• WORK INSTRUCTION: Images in the records should be skipped while the rest is transcribed verbatim.

(Source records)
◇ ◇ ◇ ◇ ◇ ◇ ◇

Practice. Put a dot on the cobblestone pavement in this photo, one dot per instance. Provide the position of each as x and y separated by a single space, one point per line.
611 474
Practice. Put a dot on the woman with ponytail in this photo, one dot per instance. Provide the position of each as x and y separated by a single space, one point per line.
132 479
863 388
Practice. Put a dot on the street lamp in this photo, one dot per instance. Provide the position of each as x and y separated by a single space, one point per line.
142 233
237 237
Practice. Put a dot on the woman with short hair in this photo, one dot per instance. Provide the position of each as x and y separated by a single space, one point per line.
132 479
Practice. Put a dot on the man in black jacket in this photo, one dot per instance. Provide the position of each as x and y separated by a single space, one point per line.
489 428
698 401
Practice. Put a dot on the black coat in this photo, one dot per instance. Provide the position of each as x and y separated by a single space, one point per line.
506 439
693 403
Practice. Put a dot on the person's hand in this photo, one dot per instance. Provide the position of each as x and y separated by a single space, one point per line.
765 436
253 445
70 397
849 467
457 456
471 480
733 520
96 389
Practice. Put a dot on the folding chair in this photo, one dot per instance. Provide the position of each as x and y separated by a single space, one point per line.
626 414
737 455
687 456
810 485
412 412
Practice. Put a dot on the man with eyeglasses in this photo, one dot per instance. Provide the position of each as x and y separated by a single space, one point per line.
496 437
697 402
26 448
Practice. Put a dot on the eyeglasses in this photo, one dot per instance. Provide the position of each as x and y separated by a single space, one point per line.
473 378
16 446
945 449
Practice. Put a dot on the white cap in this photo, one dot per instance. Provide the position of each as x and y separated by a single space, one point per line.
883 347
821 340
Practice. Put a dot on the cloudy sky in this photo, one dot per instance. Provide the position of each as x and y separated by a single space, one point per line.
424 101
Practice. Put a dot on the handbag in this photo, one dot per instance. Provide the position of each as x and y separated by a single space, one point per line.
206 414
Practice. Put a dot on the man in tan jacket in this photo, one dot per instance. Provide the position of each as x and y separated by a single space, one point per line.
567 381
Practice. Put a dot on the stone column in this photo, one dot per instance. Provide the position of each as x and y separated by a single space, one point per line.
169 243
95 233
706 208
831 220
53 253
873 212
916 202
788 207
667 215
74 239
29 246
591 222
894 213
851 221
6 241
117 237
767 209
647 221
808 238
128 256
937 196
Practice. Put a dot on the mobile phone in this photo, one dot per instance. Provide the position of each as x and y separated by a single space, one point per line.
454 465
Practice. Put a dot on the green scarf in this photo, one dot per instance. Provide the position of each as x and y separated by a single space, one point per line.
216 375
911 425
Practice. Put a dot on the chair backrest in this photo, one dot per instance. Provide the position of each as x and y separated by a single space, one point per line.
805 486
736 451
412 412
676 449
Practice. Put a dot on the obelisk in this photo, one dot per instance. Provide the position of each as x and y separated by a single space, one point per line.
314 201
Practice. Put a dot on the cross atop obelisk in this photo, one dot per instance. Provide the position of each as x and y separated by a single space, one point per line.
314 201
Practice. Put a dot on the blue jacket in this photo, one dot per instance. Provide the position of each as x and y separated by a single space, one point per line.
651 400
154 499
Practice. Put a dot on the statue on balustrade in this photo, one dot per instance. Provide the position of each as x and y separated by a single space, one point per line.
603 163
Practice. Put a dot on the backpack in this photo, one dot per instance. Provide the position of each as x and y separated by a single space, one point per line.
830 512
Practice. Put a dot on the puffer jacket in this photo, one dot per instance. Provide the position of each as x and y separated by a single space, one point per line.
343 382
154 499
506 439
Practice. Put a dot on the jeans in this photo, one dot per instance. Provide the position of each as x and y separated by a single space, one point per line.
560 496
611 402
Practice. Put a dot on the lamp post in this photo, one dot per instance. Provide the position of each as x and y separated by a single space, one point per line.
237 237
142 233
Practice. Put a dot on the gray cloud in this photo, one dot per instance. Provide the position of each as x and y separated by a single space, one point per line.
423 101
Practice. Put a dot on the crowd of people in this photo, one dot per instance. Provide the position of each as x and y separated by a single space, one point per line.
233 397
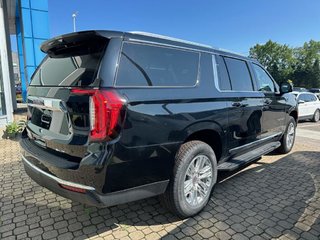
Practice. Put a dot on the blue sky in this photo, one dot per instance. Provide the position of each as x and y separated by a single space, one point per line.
231 24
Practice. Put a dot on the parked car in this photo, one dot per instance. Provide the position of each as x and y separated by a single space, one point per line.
116 117
308 106
316 91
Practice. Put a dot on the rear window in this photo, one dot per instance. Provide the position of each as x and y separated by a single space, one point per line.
145 65
75 68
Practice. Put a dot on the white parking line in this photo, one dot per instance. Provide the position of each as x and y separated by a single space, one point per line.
308 134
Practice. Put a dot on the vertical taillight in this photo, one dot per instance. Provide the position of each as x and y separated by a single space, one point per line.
105 112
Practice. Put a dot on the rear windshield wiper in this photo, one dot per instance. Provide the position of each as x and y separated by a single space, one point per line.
140 69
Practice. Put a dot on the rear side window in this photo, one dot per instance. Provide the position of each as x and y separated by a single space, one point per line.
239 74
145 65
76 67
223 78
264 82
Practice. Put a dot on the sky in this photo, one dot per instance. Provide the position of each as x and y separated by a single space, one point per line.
236 25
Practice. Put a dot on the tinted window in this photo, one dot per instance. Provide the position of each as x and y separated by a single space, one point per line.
223 78
306 97
74 70
144 65
239 74
264 82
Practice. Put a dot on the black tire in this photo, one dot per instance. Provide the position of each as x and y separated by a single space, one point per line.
316 116
285 147
174 198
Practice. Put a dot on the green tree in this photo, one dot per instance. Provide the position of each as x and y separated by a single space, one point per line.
278 59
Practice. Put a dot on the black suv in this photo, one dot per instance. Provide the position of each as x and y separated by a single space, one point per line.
115 117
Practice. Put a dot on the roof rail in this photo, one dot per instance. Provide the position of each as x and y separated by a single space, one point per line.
169 38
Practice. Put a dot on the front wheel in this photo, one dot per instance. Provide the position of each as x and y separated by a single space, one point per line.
289 136
316 116
194 175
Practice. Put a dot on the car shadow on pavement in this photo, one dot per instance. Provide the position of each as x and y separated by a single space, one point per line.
268 201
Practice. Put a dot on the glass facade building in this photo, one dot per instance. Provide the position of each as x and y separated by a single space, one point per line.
28 21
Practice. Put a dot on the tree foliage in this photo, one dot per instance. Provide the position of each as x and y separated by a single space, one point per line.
301 64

◇ ◇ ◇ ◇ ◇ ◇ ◇

• TASK SOLUTION:
Practice. Put a dot on the cobblestone pavement in this photo, one dot per instance. Provide the position of each as x and y separated by a single space, one point per line.
611 474
Practice. Put a dot on the woman with ponytail in this photo, one dot per instance. Provide the position of each as x and y separated by a single space, one point per line.
132 479
863 388
Practice. Put a dot on the street lamp in this photo, one dot per instance. Provide the position of each as x and y separated by a single space, one point per line.
142 233
237 237
Practice. Put a dot on the woman with short hair in this photo, one dot per instance. Provide the position of each as x and y separated by a single space, one point per line.
132 479
Practice. Put a dot on the man in black jacket in this photo, one dot per instance. Provide the position of each as x and y separated by a single space, one point per line.
489 428
698 401
Practice. Put a dot on the black coat in this photo, one dot per instance. Provide the position of each as x and y separated by a single space, one point per line.
506 439
693 403
Practice. Put a dot on the person's hand in this photo, one dot per instance. Provide the position of each as x and y separated by a single space, one point per line.
765 436
253 445
70 397
849 467
457 456
471 480
733 520
96 389
Practice. Put a dot on the folding chair in this photo, one dot per instance. Provide the position of each as x and y separated by a single space, one point per line.
626 414
737 455
687 456
810 485
412 412
Practice. Put a dot on the man with eyeglasses in this photo, one dot per instance. Provide the position of each as x and y separated by a single space, one point per line.
496 437
697 402
26 448
Practice. Put a dot on the eyeglasses in this photo, one dot per instance. Provide the position of each as x and y separated by a single space, one point per line.
473 378
16 446
945 449
Practice. Put a dot on the white cap in this photo, one dot per instance. Provide the position of each as x and y separated by a single space, one point per line.
883 347
821 340
Practice. Put a dot on the cloudy sky in this photo, one dot per instance. Provide the position of each as x and y separated by a single space, one point per line.
424 101
Practice. Put a dot on the handbag in this photo, one dot per instance. Provide the position of each as x and y separated by a single space, one point per line.
206 414
Practice. Put a dot on the man in tan jacket in this photo, one dot per instance. Provide the position of each as x and y separated by a single space, one point per line.
567 381
Practice. Put a dot on the stone column in this photo, one dot per instance. Provide the position of each as x and y separated by a single space, one point per line.
169 243
95 233
706 208
831 220
53 253
873 212
916 202
788 207
667 215
74 239
29 246
591 222
894 213
851 221
6 241
117 237
767 209
647 221
808 238
128 256
937 196
Practice. Put a dot on the mobile phone in this photo, one dot per instance. Provide the position of each as x and y separated by a single space, one point per line.
454 465
Practice. Put a dot on the green scarf in this photo, one dot per instance. Provide the position of each as x and y separated by a single space, one point per line.
216 375
911 425
Practice. Put a dot on the chair backrest in this photo, one dot per instance. Provide the position of each as x and y separated by a single space, one point per line.
805 486
736 451
412 412
676 449
Practice. Put a dot on the obelisk in this photo, one dot per instance. Provide the position of each as x and y separated by a single space, one point per line.
314 201
Practice. Put a dot on the cross atop obelisk in this photo, one dot per instance. Provide the position of each as x and y separated by a single space, one point per line.
314 201
Practice. Put a dot on the blue jacket in this photo, one dot per instance. Provide the position of each as x and y separated by a single space, one point per line.
651 400
154 499
Practice. Put a dot on the statue on balustrade in this photo, one dot per instance. Provide the position of each as x and y separated by a single space, one point per line.
603 163
Practice. Put a dot on the backpack in this photo, one dot per instance. Provide the position of each as x and y separated by a single space, one point per line.
830 512
Practice. Put a dot on the puffer jacket in this photo, one dot per instance. Provide the position of each as x and y separated by a single space, one point per line.
343 382
154 499
506 439
Practice. Put a dot on the jeans in this photo, one dot per instance. Provide the position of each as x and y separated by a single space, one point per line.
560 496
611 402
Practice. Put a dot on the lamp post in this photo, one dot per instance. Provide the position of each as x and y separated by a single space, one point per line.
237 237
142 233
Practice. Put a dot on the gray cloud in this photo, one dot per instance. Provide the position of each as x and y separated by a single space, one point per line.
423 101
Practice. Put a dot on the crowd of people in this photo, one dot per instance. Provide the position of each as x and y separated by a single space, one point per line.
233 397
Practice. Put a dot on the blue sky in this photo, one dot per instance. Provide the position of each as x and y separated by a single space, one point per line.
231 24
Practice. Put a dot on the parked car in this photo, one dot per instance. Provide the position of each as x and y separated by a single space, one point per line.
116 117
308 106
316 91
Practice. Put a dot on the rear window in this photo, one dot per instance. Provide the position of each as x and y separated by a single space, one point per line.
145 65
75 68
Practice. Put a dot on the white parking line in this photo, one dot per instance. Provide the position of each as x and y separated by a single space, one point per line.
308 134
Practice. Put a dot on the vertical taillight in this photo, one dot per instance. Provide the position of each as x and y separated by a single space, one point per line.
105 112
Practice. Put a dot on the rear windshield wiper in this photo, one dot per instance. Provide the position of each as x and y separated by a single space, one point per line.
140 69
Practice. Put a dot on the rear side window in this photo, one dot per instance. Provide the position of each as x and y separated by a single space, one point per line.
239 74
145 65
76 67
223 78
264 82
Practice. Put a dot on the sky in this photo, one dot per instance. Provide the position of each as x and y separated by a single space, one point per line.
236 25
Practice. Put a dot on the tinted window in this photo, one dot per instance. Provide the position of each as x and y separated by a single space, one point per line.
223 78
306 97
74 70
144 65
239 74
264 82
Practice. Put a dot on the black tire in this photo, one dot per instance. Provide the position of each as x and y separated by a single space, one point per line.
316 116
285 147
174 198
Practice. Put a dot on the green tree in this photo, one dot per instance. Provide the position of each as x and y separated by a single space, one point per line.
278 59
Practice. Put a dot on the black suv in this photo, one dot per instance. Provide the position of each as x and y separated by a single space, one point per line.
115 117
Practice. Put a dot on the roof rail in this photo, one dot per instance. Provide the position of each as x and y separated by a single space, one point per line.
169 38
Practice. Put a dot on the front wheel in this photo, one dot per instance. Provide the position of each as x and y separated by a single space, one point per line.
289 136
316 116
194 175
Practice. Put a dot on the car shadow on pavement in this photo, one dot per instance. Provide the position of each as x and y separated by a single space, one point per line.
268 201
Practice. Put a dot on the glass facade building in this photo, one dot per instance. Provide the position of each as x and y separated by a single space, one point per line.
28 21
Practice. Put a dot on the tree foliage in this photo, one dot per instance. Provide the position of each as x and y separated by a single space, one point per line.
301 64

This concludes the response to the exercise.